Please lay out every line of the data below as a numbered list, skipping any blank lines. Leave the pictures out of your answer.

# RECORDS FOR THE EXERCISE:

=-=-=-=-=

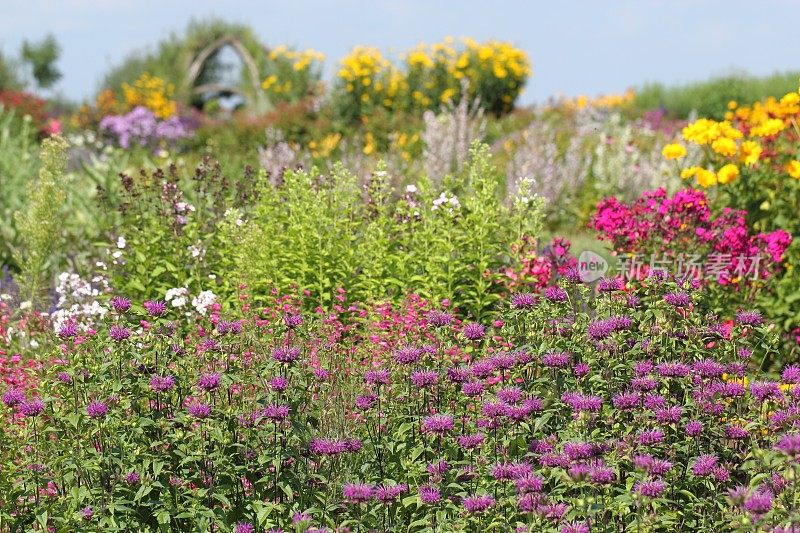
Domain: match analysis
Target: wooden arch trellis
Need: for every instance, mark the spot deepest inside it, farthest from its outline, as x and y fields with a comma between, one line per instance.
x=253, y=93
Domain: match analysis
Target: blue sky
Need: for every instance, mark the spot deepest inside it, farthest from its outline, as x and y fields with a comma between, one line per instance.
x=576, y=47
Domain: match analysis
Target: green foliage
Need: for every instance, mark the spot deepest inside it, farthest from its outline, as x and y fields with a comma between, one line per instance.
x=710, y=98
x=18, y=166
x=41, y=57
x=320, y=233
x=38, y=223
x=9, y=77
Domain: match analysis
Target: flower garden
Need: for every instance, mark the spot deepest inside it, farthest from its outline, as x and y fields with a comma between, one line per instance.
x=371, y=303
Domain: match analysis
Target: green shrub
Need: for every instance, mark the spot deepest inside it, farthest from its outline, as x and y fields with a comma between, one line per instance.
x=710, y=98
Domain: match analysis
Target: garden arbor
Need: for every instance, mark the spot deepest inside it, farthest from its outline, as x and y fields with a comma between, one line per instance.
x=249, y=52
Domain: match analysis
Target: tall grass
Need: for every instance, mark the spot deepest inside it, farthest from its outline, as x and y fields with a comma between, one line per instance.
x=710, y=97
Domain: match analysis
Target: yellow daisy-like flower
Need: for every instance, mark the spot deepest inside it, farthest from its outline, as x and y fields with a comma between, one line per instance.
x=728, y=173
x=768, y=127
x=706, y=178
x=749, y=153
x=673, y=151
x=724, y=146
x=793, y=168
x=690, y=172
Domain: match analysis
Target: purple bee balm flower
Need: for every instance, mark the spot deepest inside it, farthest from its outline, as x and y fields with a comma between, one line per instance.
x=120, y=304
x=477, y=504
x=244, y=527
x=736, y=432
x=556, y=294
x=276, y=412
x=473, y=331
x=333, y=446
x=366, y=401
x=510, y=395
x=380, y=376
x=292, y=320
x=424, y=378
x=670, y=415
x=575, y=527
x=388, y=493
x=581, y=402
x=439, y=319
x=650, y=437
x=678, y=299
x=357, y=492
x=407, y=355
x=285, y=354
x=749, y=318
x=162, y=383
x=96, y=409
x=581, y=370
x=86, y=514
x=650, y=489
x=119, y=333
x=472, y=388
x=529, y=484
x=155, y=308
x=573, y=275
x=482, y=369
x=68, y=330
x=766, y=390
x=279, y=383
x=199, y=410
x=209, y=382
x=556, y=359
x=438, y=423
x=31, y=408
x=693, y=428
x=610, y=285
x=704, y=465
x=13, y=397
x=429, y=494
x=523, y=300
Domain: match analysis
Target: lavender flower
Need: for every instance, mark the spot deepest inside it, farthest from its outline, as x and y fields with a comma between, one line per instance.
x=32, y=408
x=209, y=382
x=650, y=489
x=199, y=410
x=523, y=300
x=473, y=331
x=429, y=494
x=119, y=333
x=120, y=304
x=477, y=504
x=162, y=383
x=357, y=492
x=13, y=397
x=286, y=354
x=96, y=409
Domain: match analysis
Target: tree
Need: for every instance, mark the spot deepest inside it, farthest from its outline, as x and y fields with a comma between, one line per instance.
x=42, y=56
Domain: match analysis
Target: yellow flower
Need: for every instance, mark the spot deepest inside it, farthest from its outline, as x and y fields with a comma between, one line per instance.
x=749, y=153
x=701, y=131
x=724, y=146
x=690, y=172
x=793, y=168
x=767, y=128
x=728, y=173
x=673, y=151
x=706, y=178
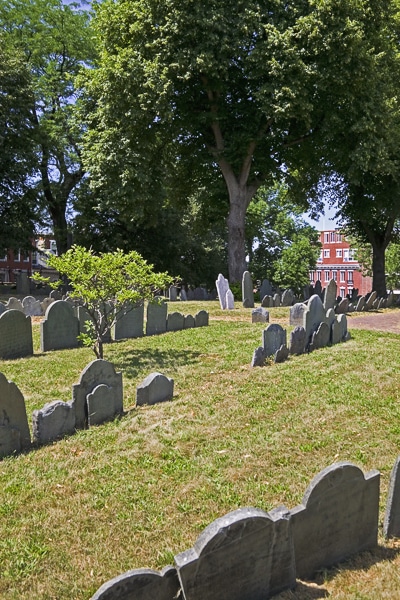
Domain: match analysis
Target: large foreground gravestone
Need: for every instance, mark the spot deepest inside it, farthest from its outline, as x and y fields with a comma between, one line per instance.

=-=-=-=-=

# SOLUTION TO THIS TASK:
1. Domain: match analysis
2. Target: wooden arch trellis
3. Need: for every instance, mark the spot deepest inside it, farthest from its outline, as x and y fields with a comma between, one line per instance.
4. x=253, y=93
5. Domain: match analysis
6. Target: blue sky
7. Need: for every instance, mark the spot deepest inside it, farthest from its outline, as x and y fields with a comma between, one line per instance.
8. x=576, y=47
9. Domain: match analysis
10. Target: green foliage
11. Need: for every instance, mark the spot deepest inside it, farthest from its outline, as x and y fields with a comma between, one line per instance.
12. x=710, y=98
13. x=18, y=166
14. x=41, y=57
15. x=320, y=233
16. x=38, y=223
17. x=9, y=77
18. Domain: match analysis
19. Target: flower garden
20. Need: for every instance, mark the spot deepest inside it, farthest from its outline, as x and y fields with a comma between, one line per instance.
21. x=371, y=303
22. Domain: match analysis
23. Target: green shrub
24. Need: for every instance, mark the spot deepest inside it, farthest from its outline, as x and y fields with a comma between, one line per instance.
25. x=710, y=98
26. Domain: match analysis
27. Target: garden arbor
28. Need: for every instance, mark the spot deepest inside it, farthest from its outline, as x and y fields with a comma between, one line per instance.
29. x=249, y=52
30. Domain: match analysis
31. Target: tall grass
32. Need: for every instance, mark the spot deepest inside it, farthest from its outline, as x and y fields with a comma between, one line per instance.
33. x=710, y=97
34. Domain: match analysis
35. Target: yellow daisy-like flower
36. Need: for every instance, mark the spot deepest inside it, farthest from its outline, as x and y fields with a comma between, one line per instance.
37. x=728, y=173
38. x=768, y=127
39. x=706, y=178
40. x=749, y=153
41. x=673, y=151
42. x=724, y=146
43. x=793, y=168
44. x=690, y=172
45. Domain: match analysis
46. Target: purple bee balm flower
47. Need: for every instance, mark the spot deepest inside it, farthest from its outline, as x and y fields with a comma between, one line per instance.
48. x=120, y=304
49. x=477, y=504
50. x=244, y=527
51. x=736, y=432
52. x=556, y=294
53. x=276, y=412
54. x=473, y=331
55. x=333, y=446
56. x=366, y=401
57. x=510, y=395
58. x=380, y=376
59. x=292, y=320
60. x=424, y=378
61. x=670, y=415
62. x=575, y=527
63. x=388, y=493
64. x=581, y=402
65. x=439, y=319
66. x=650, y=437
67. x=678, y=299
68. x=357, y=492
69. x=407, y=355
70. x=285, y=354
71. x=749, y=318
72. x=162, y=383
73. x=96, y=409
74. x=581, y=370
75. x=86, y=514
76. x=650, y=489
77. x=119, y=333
78. x=472, y=388
79. x=529, y=484
80. x=155, y=308
81. x=573, y=275
82. x=482, y=369
83. x=68, y=330
84. x=766, y=390
85. x=279, y=383
86. x=199, y=410
87. x=209, y=382
88. x=556, y=359
89. x=438, y=423
90. x=31, y=408
91. x=693, y=428
92. x=610, y=285
93. x=704, y=465
94. x=13, y=397
95. x=429, y=494
96. x=523, y=300
97. Domain: match analysis
98. Target: lavender flower
99. Need: for every instance, mark the spot deepest inside it, farthest from its outline, as x and y fields with a comma between, one line per instance.
100. x=32, y=408
101. x=209, y=382
102. x=650, y=489
103. x=199, y=410
104. x=523, y=300
105. x=473, y=331
106. x=429, y=494
107. x=119, y=333
108. x=120, y=304
109. x=477, y=504
110. x=162, y=383
111. x=357, y=492
112. x=13, y=397
113. x=286, y=354
114. x=96, y=409
115. Domain: match analysis
116. Target: tree
117. Need: for every instance, mark the spot deepest inside it, farthest from its outline, as x and y fields with a comma between, one line per instance.
118. x=42, y=56
119. Domain: match analysis
120. Target: yellow flower
121. Need: for every instance, mark the spot deepest inside it, farthest from its outline, as x and y fields with a comma between, one line per instance.
122. x=749, y=153
123. x=701, y=131
124. x=724, y=146
125. x=690, y=172
126. x=793, y=168
127. x=767, y=128
128. x=728, y=173
129. x=673, y=151
130. x=706, y=178
131. Domain: match analysis
132. Target: large foreground gravestone
133. Need: for every instance, mark the spot deepest inside it, farthest from its outline, as x and y fields with a comma between, one line per instance.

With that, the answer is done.